DIRECTIVE A:
Output, unchanged, the lines of the records below from the one containing "Can you find the path?" through the end of the records, inclusive.

TEXT SEGMENT:
● ● ● ●

Kaplan's bold statements were based on travel, observation, and analyzing events from history. In his journalism, he digs through history and pieces together a picture of the future based on the past. He dares to suggest that the past affects the future, and that seemingly unrelated incidents are interconnected. This future was fulfilled in the ensuing breakup of Yugoslavia, and years of ethnic cleansing' and bloody war.

If Robert Kaplan had simply reported on obvious news events, no doubt the articles would have stayed on the economic reforms Reagan influenced in Yugoslavia, and Slobodan Milosevic's push for Serbian dominance. There would have been stories on ethnic tensions in villages, but without an understanding of history with which to interpret events, this kind of reporting is mere disjointed information and of little use for understanding our world. For what is the present, without the past and the future?

Not only questions of time, but questions of the interconnectivity are key. Did the assassination of Archduke Franz Ferdinand in Sarajevo, spark World War I? Will global oil demand effect conflict in the world's oil producing regions today?

● ● ● ●

PROVIDED MATERIAL:
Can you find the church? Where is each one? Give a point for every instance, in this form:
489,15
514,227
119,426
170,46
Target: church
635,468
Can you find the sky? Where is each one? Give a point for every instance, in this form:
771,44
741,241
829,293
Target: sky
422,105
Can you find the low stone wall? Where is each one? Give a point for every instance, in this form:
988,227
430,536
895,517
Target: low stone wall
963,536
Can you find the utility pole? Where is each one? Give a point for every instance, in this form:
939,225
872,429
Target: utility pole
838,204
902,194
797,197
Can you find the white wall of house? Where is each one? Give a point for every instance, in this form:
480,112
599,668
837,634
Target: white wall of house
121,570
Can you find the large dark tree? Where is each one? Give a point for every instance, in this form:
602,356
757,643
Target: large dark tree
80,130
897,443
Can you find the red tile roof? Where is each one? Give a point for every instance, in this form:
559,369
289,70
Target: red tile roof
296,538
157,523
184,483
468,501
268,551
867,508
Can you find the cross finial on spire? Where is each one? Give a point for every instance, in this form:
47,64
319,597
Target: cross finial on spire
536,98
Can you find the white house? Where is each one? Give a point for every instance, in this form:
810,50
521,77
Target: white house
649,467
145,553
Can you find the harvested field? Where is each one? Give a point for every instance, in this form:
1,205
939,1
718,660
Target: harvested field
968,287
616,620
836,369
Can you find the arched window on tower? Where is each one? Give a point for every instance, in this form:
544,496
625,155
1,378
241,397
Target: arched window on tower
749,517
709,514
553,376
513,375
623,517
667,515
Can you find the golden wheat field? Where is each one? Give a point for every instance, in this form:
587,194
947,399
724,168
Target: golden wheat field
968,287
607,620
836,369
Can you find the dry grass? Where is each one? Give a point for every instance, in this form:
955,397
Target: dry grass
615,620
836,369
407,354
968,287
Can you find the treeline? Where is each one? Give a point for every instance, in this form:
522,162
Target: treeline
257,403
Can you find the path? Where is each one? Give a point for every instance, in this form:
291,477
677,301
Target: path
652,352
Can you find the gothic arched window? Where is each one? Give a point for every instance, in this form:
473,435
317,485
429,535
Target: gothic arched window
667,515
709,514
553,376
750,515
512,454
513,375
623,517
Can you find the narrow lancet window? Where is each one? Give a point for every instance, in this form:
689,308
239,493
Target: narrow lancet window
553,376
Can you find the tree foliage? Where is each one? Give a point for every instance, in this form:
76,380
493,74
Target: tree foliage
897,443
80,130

● ● ● ●

DIRECTIVE B:
Return the entire passage above on Robert Kaplan's journalism verbatim.

COMPLETE RESPONSE A:
Can you find the path? Where is each one? Give a point for every instance, in this form:
291,477
677,301
Target: path
652,352
Can you find the gothic arched window? Where is each one? Give a point for every instance, in this form:
473,435
317,485
429,535
Target: gothic arched window
667,515
709,514
553,376
750,515
512,454
513,375
623,517
Can you find the narrow lancet window? Where is each one? Give a point for every instance, in this form:
689,308
239,493
Target: narrow lancet window
553,376
Can you find the tree foliage? Where is each one? Give a point for every instance, in this form:
76,380
493,74
Target: tree foliage
897,443
80,130

COMPLETE RESPONSE B:
Kaplan's bold statements were based on travel, observation, and analyzing events from history. In his journalism, he digs through history and pieces together a picture of the future based on the past. He dares to suggest that the past affects the future, and that seemingly unrelated incidents are interconnected. This future was fulfilled in the ensuing breakup of Yugoslavia, and years of ethnic cleansing' and bloody war.

If Robert Kaplan had simply reported on obvious news events, no doubt the articles would have stayed on the economic reforms Reagan influenced in Yugoslavia, and Slobodan Milosevic's push for Serbian dominance. There would have been stories on ethnic tensions in villages, but without an understanding of history with which to interpret events, this kind of reporting is mere disjointed information and of little use for understanding our world. For what is the present, without the past and the future?

Not only questions of time, but questions of the interconnectivity are key. Did the assassination of Archduke Franz Ferdinand in Sarajevo, spark World War I? Will global oil demand effect conflict in the world's oil producing regions today?